## Instructions for the task
Take the entries below and reproduce them word for word.

## Data lines
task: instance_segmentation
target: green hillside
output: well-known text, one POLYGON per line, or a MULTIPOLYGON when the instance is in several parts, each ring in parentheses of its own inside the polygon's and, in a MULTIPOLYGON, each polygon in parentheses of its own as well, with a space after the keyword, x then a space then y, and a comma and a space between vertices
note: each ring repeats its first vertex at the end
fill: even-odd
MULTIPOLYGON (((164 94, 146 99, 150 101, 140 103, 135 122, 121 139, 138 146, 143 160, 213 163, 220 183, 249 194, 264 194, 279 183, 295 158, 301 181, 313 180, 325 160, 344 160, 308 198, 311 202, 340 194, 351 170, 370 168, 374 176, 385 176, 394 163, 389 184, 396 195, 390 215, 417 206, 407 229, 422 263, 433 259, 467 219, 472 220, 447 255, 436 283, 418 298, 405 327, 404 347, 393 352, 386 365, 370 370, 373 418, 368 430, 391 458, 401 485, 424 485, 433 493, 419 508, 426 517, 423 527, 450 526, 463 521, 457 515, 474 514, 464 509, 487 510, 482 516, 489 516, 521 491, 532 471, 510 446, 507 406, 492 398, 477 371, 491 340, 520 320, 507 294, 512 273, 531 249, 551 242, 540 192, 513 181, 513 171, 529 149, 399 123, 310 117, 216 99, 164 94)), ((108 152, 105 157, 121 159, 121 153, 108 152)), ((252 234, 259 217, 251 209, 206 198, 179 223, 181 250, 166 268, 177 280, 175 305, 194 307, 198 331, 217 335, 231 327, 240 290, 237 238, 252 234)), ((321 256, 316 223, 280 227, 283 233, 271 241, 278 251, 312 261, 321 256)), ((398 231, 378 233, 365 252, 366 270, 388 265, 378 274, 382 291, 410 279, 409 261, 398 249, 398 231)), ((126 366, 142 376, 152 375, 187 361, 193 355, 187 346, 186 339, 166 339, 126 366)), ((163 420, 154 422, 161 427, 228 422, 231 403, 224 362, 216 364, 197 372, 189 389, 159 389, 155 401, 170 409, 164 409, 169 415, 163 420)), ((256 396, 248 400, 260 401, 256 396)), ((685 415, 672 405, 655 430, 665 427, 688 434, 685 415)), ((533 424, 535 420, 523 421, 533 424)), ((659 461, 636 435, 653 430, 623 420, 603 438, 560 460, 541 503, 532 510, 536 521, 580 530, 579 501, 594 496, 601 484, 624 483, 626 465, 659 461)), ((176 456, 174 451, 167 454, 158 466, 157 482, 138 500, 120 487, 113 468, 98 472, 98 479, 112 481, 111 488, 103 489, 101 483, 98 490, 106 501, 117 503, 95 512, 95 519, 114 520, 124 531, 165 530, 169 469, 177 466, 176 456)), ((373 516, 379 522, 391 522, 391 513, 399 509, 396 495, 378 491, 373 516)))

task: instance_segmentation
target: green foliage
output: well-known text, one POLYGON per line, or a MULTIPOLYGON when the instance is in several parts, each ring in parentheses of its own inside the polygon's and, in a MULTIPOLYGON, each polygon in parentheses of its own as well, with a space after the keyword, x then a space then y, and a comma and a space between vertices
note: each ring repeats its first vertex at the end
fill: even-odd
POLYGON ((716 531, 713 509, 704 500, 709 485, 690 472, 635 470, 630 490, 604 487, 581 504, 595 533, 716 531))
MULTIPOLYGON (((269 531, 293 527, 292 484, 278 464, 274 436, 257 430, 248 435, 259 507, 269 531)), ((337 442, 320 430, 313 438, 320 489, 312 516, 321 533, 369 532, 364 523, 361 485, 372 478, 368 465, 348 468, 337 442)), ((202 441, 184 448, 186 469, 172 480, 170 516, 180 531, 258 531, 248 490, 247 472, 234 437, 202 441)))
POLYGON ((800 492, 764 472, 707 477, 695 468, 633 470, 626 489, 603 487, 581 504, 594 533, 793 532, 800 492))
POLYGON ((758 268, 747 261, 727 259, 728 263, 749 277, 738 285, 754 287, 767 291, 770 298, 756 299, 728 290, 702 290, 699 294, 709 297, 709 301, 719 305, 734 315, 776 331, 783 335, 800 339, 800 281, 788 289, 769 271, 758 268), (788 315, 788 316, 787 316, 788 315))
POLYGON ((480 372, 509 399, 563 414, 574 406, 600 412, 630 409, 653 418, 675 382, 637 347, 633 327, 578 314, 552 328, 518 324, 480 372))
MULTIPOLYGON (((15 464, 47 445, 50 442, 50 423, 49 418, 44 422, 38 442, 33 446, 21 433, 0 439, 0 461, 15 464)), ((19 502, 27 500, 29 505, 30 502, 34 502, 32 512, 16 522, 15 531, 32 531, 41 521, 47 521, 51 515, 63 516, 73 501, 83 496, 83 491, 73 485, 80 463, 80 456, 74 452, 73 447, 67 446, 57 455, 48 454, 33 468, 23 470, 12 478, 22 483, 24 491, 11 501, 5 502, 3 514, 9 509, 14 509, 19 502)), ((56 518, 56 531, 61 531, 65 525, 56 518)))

## Finished exercise
task: instance_segmentation
target: green hillside
output: well-known text, one POLYGON per line, or a MULTIPOLYGON when the instance is in several parts, each ring in parentheses of its own inside the polygon's and, in a MULTIPOLYGON, each polygon in parentheses of its own as well, with a space after the keyword, x then a space then y, and a comma and a space between vertices
note: each ring repeats its first vertex at the end
fill: even-odd
MULTIPOLYGON (((164 94, 146 99, 150 101, 140 103, 135 122, 121 139, 138 146, 143 160, 213 163, 220 183, 249 194, 264 194, 279 183, 295 158, 301 181, 313 180, 325 160, 344 160, 308 198, 311 202, 340 194, 351 170, 370 168, 374 176, 385 176, 394 163, 389 184, 396 195, 390 215, 417 206, 407 229, 422 263, 433 259, 467 219, 472 220, 447 255, 436 283, 418 298, 405 327, 404 347, 393 352, 386 365, 370 370, 373 418, 368 430, 391 458, 401 485, 424 485, 433 493, 419 508, 426 517, 423 527, 450 526, 463 521, 457 515, 474 514, 464 509, 487 510, 482 516, 489 516, 521 491, 532 471, 510 446, 507 406, 492 398, 477 371, 491 340, 520 320, 507 294, 512 273, 531 249, 551 242, 540 192, 513 181, 513 171, 529 149, 399 123, 310 117, 216 99, 164 94)), ((108 152, 105 157, 121 159, 121 153, 108 152)), ((252 234, 259 217, 251 209, 206 198, 179 223, 181 250, 166 268, 177 280, 175 305, 194 307, 198 331, 217 335, 231 327, 240 290, 237 238, 252 234)), ((321 256, 316 223, 280 227, 283 233, 271 241, 278 251, 312 261, 321 256)), ((398 231, 378 233, 365 252, 366 270, 388 265, 378 274, 382 291, 410 279, 409 261, 398 249, 398 231)), ((126 366, 142 376, 152 375, 187 361, 193 355, 187 346, 186 339, 166 339, 126 366)), ((163 420, 154 422, 161 427, 228 422, 231 403, 224 362, 216 364, 197 372, 189 389, 159 389, 155 401, 170 409, 164 409, 169 415, 163 420)), ((256 396, 248 400, 260 401, 256 396)), ((685 415, 672 405, 655 430, 665 427, 688 434, 685 415)), ((533 424, 535 420, 523 421, 533 424)), ((659 461, 636 435, 653 430, 623 420, 603 438, 560 460, 541 503, 532 510, 536 521, 580 530, 579 501, 594 496, 601 484, 624 483, 626 465, 659 461)), ((176 456, 174 451, 167 454, 158 466, 157 482, 138 500, 120 487, 113 468, 98 472, 98 479, 112 481, 111 488, 103 489, 101 483, 98 490, 106 501, 117 503, 95 512, 95 519, 114 520, 124 531, 165 530, 169 469, 177 466, 176 456)), ((373 516, 379 522, 391 522, 391 513, 399 509, 396 495, 378 491, 373 516)))

task: instance_segmentation
target: green foliage
output: well-known text, one POLYGON per line, or a MULTIPOLYGON when the instance is in several parts, each ring in parentheses of its own inside the polygon's and, in a MULTIPOLYGON, each polygon in parentheses of its own as well, with a space after the keyword, x then a space then y, and a comma and a space between vertices
note: each ring repeats its first vertex at the end
fill: even-odd
POLYGON ((716 531, 713 509, 704 500, 709 485, 690 472, 635 470, 630 490, 604 487, 581 504, 595 533, 716 531))
MULTIPOLYGON (((269 531, 293 527, 292 484, 278 464, 274 436, 257 430, 248 435, 259 507, 269 531)), ((337 442, 320 430, 313 438, 320 489, 312 516, 321 533, 369 532, 364 523, 361 485, 372 478, 368 465, 348 468, 337 442)), ((202 441, 184 448, 186 469, 172 480, 170 516, 180 531, 258 531, 248 490, 247 472, 234 437, 202 441)))
POLYGON ((800 492, 764 472, 707 477, 695 468, 633 470, 626 489, 603 487, 581 504, 594 533, 793 532, 800 492))
POLYGON ((758 268, 747 261, 727 259, 728 263, 749 277, 738 285, 754 287, 767 291, 770 298, 756 299, 728 290, 702 290, 699 294, 709 297, 709 301, 719 305, 734 315, 776 331, 783 335, 800 339, 800 281, 788 289, 769 271, 758 268), (788 315, 788 316, 787 316, 788 315))
POLYGON ((480 372, 509 399, 563 414, 574 406, 600 412, 630 409, 653 418, 675 382, 637 347, 633 327, 578 314, 552 328, 518 324, 480 372))
MULTIPOLYGON (((15 464, 47 445, 50 442, 50 423, 49 418, 44 422, 38 442, 33 446, 21 433, 0 439, 0 461, 15 464)), ((19 502, 27 500, 29 505, 30 502, 34 502, 32 512, 16 522, 15 531, 32 531, 41 521, 47 521, 51 515, 63 516, 73 501, 83 496, 83 491, 73 485, 80 463, 80 456, 74 452, 73 447, 67 446, 57 455, 48 454, 33 468, 23 470, 12 478, 22 483, 24 491, 11 501, 5 502, 3 514, 9 509, 14 509, 19 502)), ((56 518, 56 531, 61 531, 65 525, 56 518)))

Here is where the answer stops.